**TEXT PROVIDED:**

▬▬▬▬▬▬

The BAFTA award-winning adventure game comes to Nintendo Switch, and brings with it one of the best storytelling experiences in gaming.
When hearing about the story of What Remains Of Edith Finch we imagine most people will assume the game is a survival horror. On paper the set-up sounds very similar to Eternal Darkness, and it’s natural to imagine an atmosphere inspired, if not by H.P. Lovecraft then at least Edgar Allen Poe. But while there is gothic weirdness to the game’s central location, and a definite preoccupation with mortality, this is a game about celebrating life rather than fearing death.
What Remains Of Edith Finch is a walking simulator, or whatever those who take offense to the term call games like Gone Home and Dear Esther nowadays. That means there’s almost nothing in the way of traditional gameplay, although, in its own way, it is more interactive than most of the genre’s more famous examples.
The last game by developer Giant Sparrow was The Unfinished Swan, which we weren’t the biggest fans of but certainly managed to impress with its visual style and inventiveness. There’s a similar level of visual experimentation in What Remains, but it’s the heartfelt storytelling that is central to its success.
As you might gather, you play as the titular Edith Finch, who at the beginning of the game returns to her family’s ancestral home after a long absence. It’s a very strange house though, as peculiar inside as it is out. Filled with secret rooms and passageways, and yet still with an air of lived-in normalcy, the house is now empty because Edith is the last of the family line. According to legend the Finches are victims of a curse that ensures they all suffer an unnatural early death, and Edith has returned to try and get to the bottom of things once and for all.

▬▬▬▬▬▬

**GIVEN INSTRUCTION:**
Write out the review word for word, from "What Remains Of Edith Finch is" up to and including "more famous examples.". Rely only on the review.

▬▬▬▬▬▬

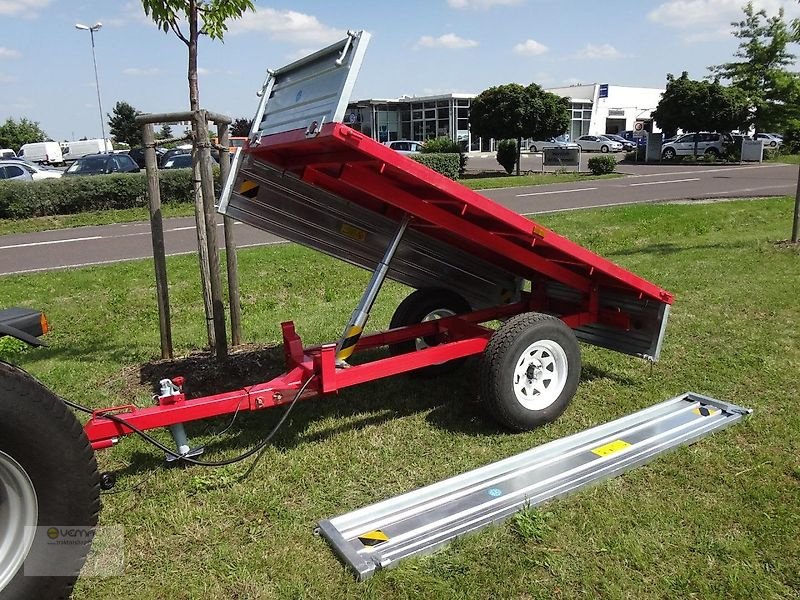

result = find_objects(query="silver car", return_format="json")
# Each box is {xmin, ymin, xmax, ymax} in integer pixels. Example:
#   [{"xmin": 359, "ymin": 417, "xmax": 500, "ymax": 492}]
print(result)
[
  {"xmin": 0, "ymin": 159, "xmax": 64, "ymax": 181},
  {"xmin": 575, "ymin": 135, "xmax": 622, "ymax": 153}
]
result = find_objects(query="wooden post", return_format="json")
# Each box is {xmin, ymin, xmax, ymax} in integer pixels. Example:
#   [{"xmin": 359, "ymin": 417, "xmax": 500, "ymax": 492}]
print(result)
[
  {"xmin": 792, "ymin": 165, "xmax": 800, "ymax": 244},
  {"xmin": 192, "ymin": 146, "xmax": 216, "ymax": 348},
  {"xmin": 142, "ymin": 123, "xmax": 172, "ymax": 358},
  {"xmin": 217, "ymin": 123, "xmax": 242, "ymax": 346},
  {"xmin": 194, "ymin": 110, "xmax": 228, "ymax": 359}
]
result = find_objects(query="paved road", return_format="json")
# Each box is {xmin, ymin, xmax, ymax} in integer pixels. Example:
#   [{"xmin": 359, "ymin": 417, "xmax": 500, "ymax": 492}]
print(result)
[{"xmin": 0, "ymin": 164, "xmax": 798, "ymax": 275}]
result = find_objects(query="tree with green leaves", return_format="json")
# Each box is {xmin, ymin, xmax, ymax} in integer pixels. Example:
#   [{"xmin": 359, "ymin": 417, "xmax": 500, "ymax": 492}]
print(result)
[
  {"xmin": 106, "ymin": 101, "xmax": 142, "ymax": 148},
  {"xmin": 0, "ymin": 117, "xmax": 47, "ymax": 152},
  {"xmin": 142, "ymin": 0, "xmax": 254, "ymax": 130},
  {"xmin": 709, "ymin": 2, "xmax": 800, "ymax": 132},
  {"xmin": 469, "ymin": 83, "xmax": 570, "ymax": 175},
  {"xmin": 231, "ymin": 117, "xmax": 253, "ymax": 137},
  {"xmin": 653, "ymin": 71, "xmax": 750, "ymax": 156}
]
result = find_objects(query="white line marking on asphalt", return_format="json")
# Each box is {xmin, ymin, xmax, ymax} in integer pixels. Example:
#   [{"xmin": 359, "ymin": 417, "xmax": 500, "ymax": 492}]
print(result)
[
  {"xmin": 516, "ymin": 188, "xmax": 597, "ymax": 198},
  {"xmin": 626, "ymin": 164, "xmax": 790, "ymax": 179},
  {"xmin": 628, "ymin": 177, "xmax": 700, "ymax": 187},
  {"xmin": 0, "ymin": 235, "xmax": 102, "ymax": 250}
]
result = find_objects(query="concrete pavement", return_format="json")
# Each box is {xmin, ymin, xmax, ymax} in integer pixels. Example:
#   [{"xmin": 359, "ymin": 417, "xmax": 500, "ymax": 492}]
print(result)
[{"xmin": 0, "ymin": 164, "xmax": 798, "ymax": 275}]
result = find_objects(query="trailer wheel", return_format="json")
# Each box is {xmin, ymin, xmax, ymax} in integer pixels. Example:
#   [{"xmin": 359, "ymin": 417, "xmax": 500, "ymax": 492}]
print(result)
[
  {"xmin": 0, "ymin": 362, "xmax": 100, "ymax": 599},
  {"xmin": 389, "ymin": 288, "xmax": 472, "ymax": 376},
  {"xmin": 480, "ymin": 313, "xmax": 581, "ymax": 431}
]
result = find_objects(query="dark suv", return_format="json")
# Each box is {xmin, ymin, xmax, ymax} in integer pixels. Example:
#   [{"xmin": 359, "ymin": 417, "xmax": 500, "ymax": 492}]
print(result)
[{"xmin": 64, "ymin": 154, "xmax": 139, "ymax": 176}]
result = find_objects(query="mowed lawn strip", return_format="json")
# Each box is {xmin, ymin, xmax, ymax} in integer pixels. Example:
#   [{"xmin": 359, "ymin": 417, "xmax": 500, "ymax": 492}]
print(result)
[
  {"xmin": 0, "ymin": 173, "xmax": 622, "ymax": 235},
  {"xmin": 0, "ymin": 198, "xmax": 800, "ymax": 600}
]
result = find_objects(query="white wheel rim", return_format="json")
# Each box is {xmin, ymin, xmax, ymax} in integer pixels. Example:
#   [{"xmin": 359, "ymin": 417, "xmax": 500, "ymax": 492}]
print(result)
[
  {"xmin": 512, "ymin": 340, "xmax": 569, "ymax": 410},
  {"xmin": 414, "ymin": 308, "xmax": 456, "ymax": 350},
  {"xmin": 0, "ymin": 451, "xmax": 39, "ymax": 591}
]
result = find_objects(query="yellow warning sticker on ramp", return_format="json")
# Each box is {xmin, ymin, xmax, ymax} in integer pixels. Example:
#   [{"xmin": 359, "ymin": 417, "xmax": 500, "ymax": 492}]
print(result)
[
  {"xmin": 358, "ymin": 529, "xmax": 389, "ymax": 546},
  {"xmin": 592, "ymin": 440, "xmax": 630, "ymax": 456},
  {"xmin": 692, "ymin": 406, "xmax": 720, "ymax": 417}
]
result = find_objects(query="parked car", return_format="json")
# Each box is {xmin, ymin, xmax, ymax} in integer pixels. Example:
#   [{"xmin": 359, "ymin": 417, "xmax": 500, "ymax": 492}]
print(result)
[
  {"xmin": 64, "ymin": 154, "xmax": 139, "ymax": 175},
  {"xmin": 661, "ymin": 132, "xmax": 733, "ymax": 160},
  {"xmin": 19, "ymin": 142, "xmax": 64, "ymax": 165},
  {"xmin": 600, "ymin": 133, "xmax": 636, "ymax": 152},
  {"xmin": 0, "ymin": 160, "xmax": 33, "ymax": 181},
  {"xmin": 383, "ymin": 140, "xmax": 424, "ymax": 154},
  {"xmin": 528, "ymin": 138, "xmax": 578, "ymax": 152},
  {"xmin": 128, "ymin": 148, "xmax": 167, "ymax": 169},
  {"xmin": 575, "ymin": 135, "xmax": 622, "ymax": 152},
  {"xmin": 61, "ymin": 138, "xmax": 114, "ymax": 161},
  {"xmin": 0, "ymin": 158, "xmax": 64, "ymax": 181},
  {"xmin": 753, "ymin": 133, "xmax": 783, "ymax": 148}
]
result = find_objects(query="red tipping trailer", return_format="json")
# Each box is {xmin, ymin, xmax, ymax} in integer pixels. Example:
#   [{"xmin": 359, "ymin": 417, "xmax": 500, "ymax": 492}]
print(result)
[{"xmin": 81, "ymin": 32, "xmax": 673, "ymax": 456}]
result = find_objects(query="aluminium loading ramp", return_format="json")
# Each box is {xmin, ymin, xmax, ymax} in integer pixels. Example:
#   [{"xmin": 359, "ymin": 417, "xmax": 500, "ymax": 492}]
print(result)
[
  {"xmin": 219, "ymin": 31, "xmax": 673, "ymax": 360},
  {"xmin": 318, "ymin": 392, "xmax": 751, "ymax": 581}
]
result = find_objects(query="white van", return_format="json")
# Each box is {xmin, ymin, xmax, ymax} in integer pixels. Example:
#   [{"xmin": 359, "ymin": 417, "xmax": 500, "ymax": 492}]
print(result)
[
  {"xmin": 19, "ymin": 142, "xmax": 64, "ymax": 165},
  {"xmin": 61, "ymin": 138, "xmax": 114, "ymax": 160}
]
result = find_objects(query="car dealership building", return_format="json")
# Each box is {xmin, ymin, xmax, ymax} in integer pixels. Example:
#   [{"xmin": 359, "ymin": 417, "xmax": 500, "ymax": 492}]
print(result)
[{"xmin": 345, "ymin": 83, "xmax": 664, "ymax": 152}]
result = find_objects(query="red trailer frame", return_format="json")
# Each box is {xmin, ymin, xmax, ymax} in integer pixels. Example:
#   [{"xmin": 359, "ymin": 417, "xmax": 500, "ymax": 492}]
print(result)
[{"xmin": 85, "ymin": 32, "xmax": 673, "ymax": 456}]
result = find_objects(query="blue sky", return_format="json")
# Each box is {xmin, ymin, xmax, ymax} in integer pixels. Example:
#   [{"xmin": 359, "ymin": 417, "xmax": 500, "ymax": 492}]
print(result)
[{"xmin": 0, "ymin": 0, "xmax": 800, "ymax": 140}]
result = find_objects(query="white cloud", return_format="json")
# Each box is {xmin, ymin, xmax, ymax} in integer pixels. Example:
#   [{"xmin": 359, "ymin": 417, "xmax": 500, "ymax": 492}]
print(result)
[
  {"xmin": 447, "ymin": 0, "xmax": 525, "ymax": 10},
  {"xmin": 122, "ymin": 67, "xmax": 162, "ymax": 77},
  {"xmin": 647, "ymin": 0, "xmax": 800, "ymax": 32},
  {"xmin": 228, "ymin": 8, "xmax": 347, "ymax": 47},
  {"xmin": 415, "ymin": 33, "xmax": 478, "ymax": 50},
  {"xmin": 514, "ymin": 40, "xmax": 547, "ymax": 56},
  {"xmin": 573, "ymin": 44, "xmax": 625, "ymax": 60},
  {"xmin": 0, "ymin": 0, "xmax": 51, "ymax": 17}
]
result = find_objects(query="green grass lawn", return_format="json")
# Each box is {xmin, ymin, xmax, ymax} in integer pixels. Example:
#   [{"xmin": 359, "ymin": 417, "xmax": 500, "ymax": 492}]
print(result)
[
  {"xmin": 0, "ymin": 173, "xmax": 622, "ymax": 235},
  {"xmin": 0, "ymin": 198, "xmax": 800, "ymax": 600}
]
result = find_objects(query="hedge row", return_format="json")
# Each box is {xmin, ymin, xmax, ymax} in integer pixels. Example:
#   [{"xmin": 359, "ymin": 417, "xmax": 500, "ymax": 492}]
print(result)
[
  {"xmin": 0, "ymin": 169, "xmax": 206, "ymax": 219},
  {"xmin": 409, "ymin": 152, "xmax": 461, "ymax": 179}
]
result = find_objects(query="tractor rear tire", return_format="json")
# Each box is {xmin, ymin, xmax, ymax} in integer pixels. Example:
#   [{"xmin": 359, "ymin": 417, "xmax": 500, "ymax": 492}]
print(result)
[
  {"xmin": 480, "ymin": 313, "xmax": 581, "ymax": 431},
  {"xmin": 0, "ymin": 362, "xmax": 100, "ymax": 600},
  {"xmin": 389, "ymin": 288, "xmax": 472, "ymax": 377}
]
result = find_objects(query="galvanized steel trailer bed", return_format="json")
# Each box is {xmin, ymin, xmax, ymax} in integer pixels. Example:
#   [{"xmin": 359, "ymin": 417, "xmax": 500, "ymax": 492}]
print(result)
[{"xmin": 85, "ymin": 32, "xmax": 673, "ymax": 454}]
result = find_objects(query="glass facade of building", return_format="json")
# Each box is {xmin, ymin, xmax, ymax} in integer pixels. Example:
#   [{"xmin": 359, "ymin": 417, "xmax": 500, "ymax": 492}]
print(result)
[{"xmin": 345, "ymin": 94, "xmax": 592, "ymax": 152}]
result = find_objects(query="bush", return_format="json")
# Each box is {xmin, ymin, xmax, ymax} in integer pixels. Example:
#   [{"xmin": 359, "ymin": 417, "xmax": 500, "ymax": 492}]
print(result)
[
  {"xmin": 0, "ymin": 169, "xmax": 209, "ymax": 219},
  {"xmin": 589, "ymin": 156, "xmax": 617, "ymax": 175},
  {"xmin": 408, "ymin": 152, "xmax": 460, "ymax": 179},
  {"xmin": 422, "ymin": 136, "xmax": 467, "ymax": 177},
  {"xmin": 497, "ymin": 140, "xmax": 517, "ymax": 175}
]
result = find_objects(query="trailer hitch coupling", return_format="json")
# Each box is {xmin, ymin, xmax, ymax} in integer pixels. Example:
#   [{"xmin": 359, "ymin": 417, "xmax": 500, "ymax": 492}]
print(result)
[{"xmin": 158, "ymin": 377, "xmax": 205, "ymax": 463}]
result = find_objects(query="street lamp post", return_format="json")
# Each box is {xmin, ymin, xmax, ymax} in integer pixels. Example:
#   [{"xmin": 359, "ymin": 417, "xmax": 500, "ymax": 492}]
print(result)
[{"xmin": 75, "ymin": 23, "xmax": 106, "ymax": 148}]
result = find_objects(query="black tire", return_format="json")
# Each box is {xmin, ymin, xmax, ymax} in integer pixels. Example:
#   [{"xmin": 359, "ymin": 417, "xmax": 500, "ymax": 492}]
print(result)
[
  {"xmin": 480, "ymin": 313, "xmax": 581, "ymax": 431},
  {"xmin": 0, "ymin": 362, "xmax": 100, "ymax": 600},
  {"xmin": 389, "ymin": 288, "xmax": 472, "ymax": 376}
]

▬▬▬▬▬▬

**TASK RESPONSE:**
What Remains Of Edith Finch is a walking simulator, or whatever those who take offense to the term call games like Gone Home and Dear Esther nowadays. That means there’s almost nothing in the way of traditional gameplay, although, in its own way, it is more interactive than most of the genre’s more famous examples.